#### [What you need to do]
Render every line of the records below as a Markdown table with the columns "Row" and "Line," numbering each row and omitting blank lines.

── Provided records

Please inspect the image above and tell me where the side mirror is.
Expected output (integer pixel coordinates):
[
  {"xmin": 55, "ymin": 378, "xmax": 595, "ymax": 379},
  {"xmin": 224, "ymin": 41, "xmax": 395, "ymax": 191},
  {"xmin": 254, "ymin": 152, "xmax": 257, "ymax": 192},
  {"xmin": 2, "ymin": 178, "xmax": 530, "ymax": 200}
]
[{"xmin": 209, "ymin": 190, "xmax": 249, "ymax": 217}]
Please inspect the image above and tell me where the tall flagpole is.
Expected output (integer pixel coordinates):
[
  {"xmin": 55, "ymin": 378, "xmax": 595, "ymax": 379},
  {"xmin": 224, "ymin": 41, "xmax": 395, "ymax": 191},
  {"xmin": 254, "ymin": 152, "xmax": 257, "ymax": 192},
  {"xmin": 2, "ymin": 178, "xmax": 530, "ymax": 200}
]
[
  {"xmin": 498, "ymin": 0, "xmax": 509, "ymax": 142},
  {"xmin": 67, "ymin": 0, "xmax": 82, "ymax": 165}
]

────

#### [Right answer]
| Row | Line |
|---|---|
| 1 | Please inspect the image above and tell me where the side mirror is. |
| 2 | Expected output (integer pixel coordinates): |
| 3 | [ |
| 4 |   {"xmin": 55, "ymin": 378, "xmax": 595, "ymax": 379}, |
| 5 |   {"xmin": 224, "ymin": 41, "xmax": 395, "ymax": 191}, |
| 6 |   {"xmin": 254, "ymin": 152, "xmax": 257, "ymax": 192}, |
| 7 |   {"xmin": 2, "ymin": 178, "xmax": 530, "ymax": 200} |
| 8 | ] |
| 9 | [{"xmin": 209, "ymin": 190, "xmax": 249, "ymax": 217}] |
| 10 | Please inspect the image above and tell me where the tall flagpole is. |
| 11 | Expected output (integer pixel coordinates): |
| 12 | [ |
| 13 |   {"xmin": 55, "ymin": 378, "xmax": 595, "ymax": 379}, |
| 14 |   {"xmin": 224, "ymin": 41, "xmax": 395, "ymax": 191}, |
| 15 |   {"xmin": 254, "ymin": 152, "xmax": 257, "ymax": 192}, |
| 16 |   {"xmin": 2, "ymin": 178, "xmax": 530, "ymax": 200} |
| 17 | ] |
| 18 | [ |
| 19 |   {"xmin": 498, "ymin": 0, "xmax": 509, "ymax": 142}, |
| 20 |   {"xmin": 67, "ymin": 0, "xmax": 82, "ymax": 165} |
| 21 | ] |